▸ **SELECTED PASSAGE**:
****

Doesn't the factor of safety calculation depend on what stress you assume to be the ultimate stress for which you are designing?
Bob Perry's calculation of FS=4 could result in the exact same specification as RichH's calculation of FS=6 if they are considering different ultimate stress criteria...?
I think this quote from Eric W. Sponberg sums it up better then I could. Just to put this person into perspective, Mr. Sponberg is a life member of the Society of Naval Architects and Marine Engineers as well as a licensed Professional Engineer in the state of Connecticut. Mr. Sponberg is also a corporate member and licensed Chartered Engineer of the Royal Institution of Naval Architects in the United Kingdom. He has a naval architectural degree from the University of Michigan. He is a contributor to both technical and popular magazines and a former technical editor for Cruising World. His web site is www.sponbergyachtdesign.com
. The snippet by the way, is from a thread discussing mast design originally appearing 7-20-06 on www.boatdesign.net
“There is not really any "rule of thumb" because generally the loads are pretty easy to identify, and they all come from the righting moment of the boat. Typically what I and many designers do is assume that the wind loading on the sails is equal and opposite to the righting moment of the boat. This moment is assumed to come from a distributed load along the mast multiplied by the center of its area above the waterline or above the CLR, depending on how you like to design. "Skene's Elements of Yacht Design" by Francis Kinney (therefore what used to be standard practice by Sparkman and Stephens) assumed that this distributed load along the mast was uniform, i.e. a constant value up the mast. Other designers such as myself assume that the load is larger at the top of the mast, smaller at the bottom. In my case, the top half of the mast is uniformly loaded, and the bottom half of the mast has an increasing distribution from zero at deck level to the same value at mid-height as the upper half of the mast. To summarize, then, the lower half of the mast is a triangular load distribution, and the upper half is a uniform distribution. The total moment of these two distributions (center of its distribution for each area to the waterline) is equal and opposite to the righting moment of the boat.
I hope that's clear. This is a live load. Therefore, you need some factor of safety on top of that somewhere in the analysis, either an allowable stress under live load, or multiply your live load by some FoS and calculate back to the yield stress, ultimate stress, or buckling stress, whichever is appropriate. Typical factors of safety may be anywhere from 1.1 to 4.0. My personal belief is that if you have to use a FoS over 5.0, you don't know enough about the problem to engineer it properly. FoS over 5 and you are overbuilding.
So to answer your question, there is a fairly well defined procedure for identifying the loads, therefore we don't need to rely on a "rule of thumb".”
All the best,

****

▸ **RECORDS SUPPLIED**:
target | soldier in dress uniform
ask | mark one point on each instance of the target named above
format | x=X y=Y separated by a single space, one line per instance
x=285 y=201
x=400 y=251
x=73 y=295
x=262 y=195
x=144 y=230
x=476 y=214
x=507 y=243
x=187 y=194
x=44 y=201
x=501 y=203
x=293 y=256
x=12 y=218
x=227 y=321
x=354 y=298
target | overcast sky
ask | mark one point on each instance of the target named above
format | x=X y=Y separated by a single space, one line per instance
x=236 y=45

****

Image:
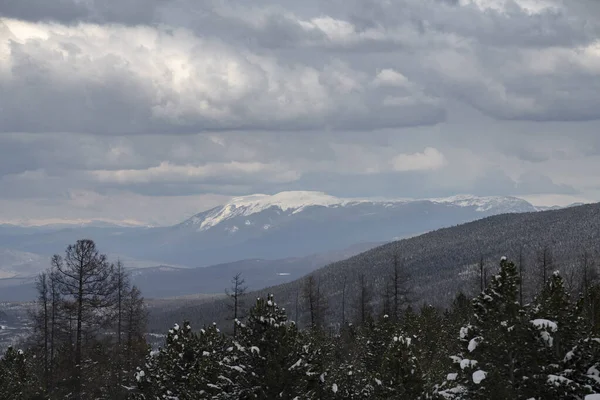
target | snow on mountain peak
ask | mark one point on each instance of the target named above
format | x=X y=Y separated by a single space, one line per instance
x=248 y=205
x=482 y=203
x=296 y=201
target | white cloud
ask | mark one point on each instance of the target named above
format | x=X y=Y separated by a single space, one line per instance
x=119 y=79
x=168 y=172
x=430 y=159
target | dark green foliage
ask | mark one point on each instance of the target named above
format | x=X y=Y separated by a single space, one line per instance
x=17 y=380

****

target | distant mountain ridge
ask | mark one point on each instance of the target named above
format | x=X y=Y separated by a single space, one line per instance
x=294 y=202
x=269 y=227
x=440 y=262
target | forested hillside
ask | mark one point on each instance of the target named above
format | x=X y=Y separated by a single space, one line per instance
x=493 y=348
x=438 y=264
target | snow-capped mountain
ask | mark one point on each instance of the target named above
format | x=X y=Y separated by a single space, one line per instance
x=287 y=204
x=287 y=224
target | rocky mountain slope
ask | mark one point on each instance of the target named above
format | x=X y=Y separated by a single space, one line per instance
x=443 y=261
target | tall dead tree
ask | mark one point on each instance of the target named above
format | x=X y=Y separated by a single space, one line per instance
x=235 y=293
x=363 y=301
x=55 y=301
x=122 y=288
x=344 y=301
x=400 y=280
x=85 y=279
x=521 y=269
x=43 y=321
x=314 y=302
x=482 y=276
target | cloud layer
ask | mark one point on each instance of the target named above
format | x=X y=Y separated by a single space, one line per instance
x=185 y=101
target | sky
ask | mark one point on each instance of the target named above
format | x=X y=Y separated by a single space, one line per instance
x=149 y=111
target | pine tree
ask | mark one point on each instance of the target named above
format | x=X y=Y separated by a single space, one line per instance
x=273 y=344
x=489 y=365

****

▸ **EXERCISE SET**:
A – Please repeat the mast design thread word for word from "Doesn't the factor" to "ultimate stress criteria...?".
B – Answer these questions using the mast design thread:
(i) From which university does Sponberg hold a naval architectural degree?
(ii) In Sponberg's approach, what kind of load distribution acts on the lower half of the mast?
(iii) What range is given for typical factors of safety?
These records come from a separate source from the mast design thread.

▸ **ANSWERS BELOW**:
A –
Doesn't the factor of safety calculation depend on what stress you assume to be the ultimate stress for which you are designing?
Bob Perry's calculation of FS=4 could result in the exact same specification as RichH's calculation of FS=6 if they are considering different ultimate stress criteria...?

B –
(i) The University of Michigan.
(ii) A triangular load distribution.
(iii) Anywhere from 1.1 to 4.0.